## Task goal
What you return must match the data below exactly, minus any pictures.

(Extracted data entries)
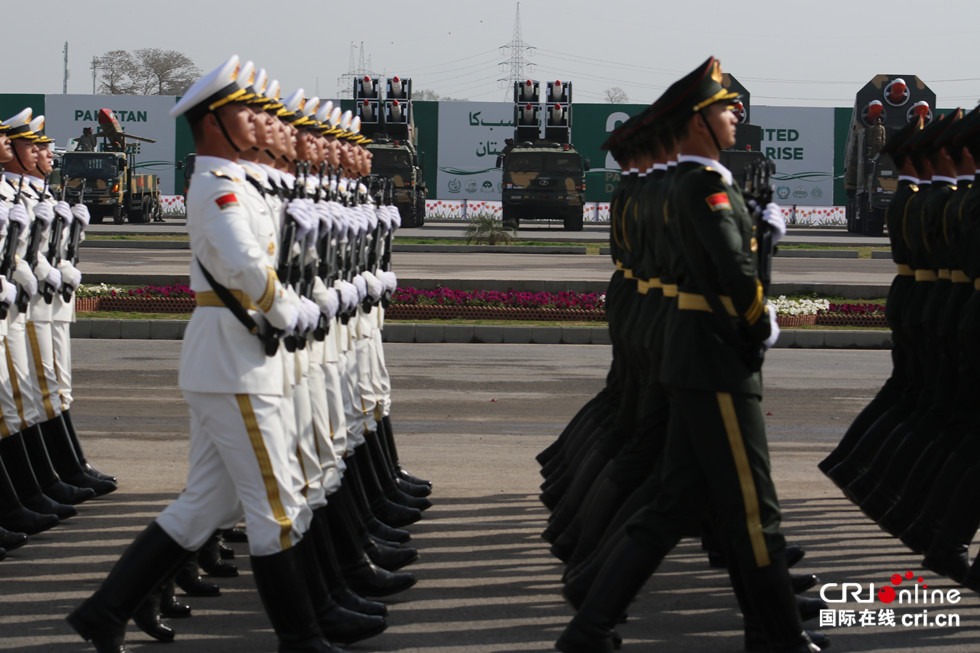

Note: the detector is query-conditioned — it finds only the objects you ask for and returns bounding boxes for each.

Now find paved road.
[78,247,897,292]
[89,219,890,248]
[1,342,976,652]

## Output for this exercise
Note: the detector is query-conditioned — it finds only the objects you ask for and returns bounding boxes for each.

Now find paved road.
[78,247,897,292]
[89,219,890,248]
[1,342,976,652]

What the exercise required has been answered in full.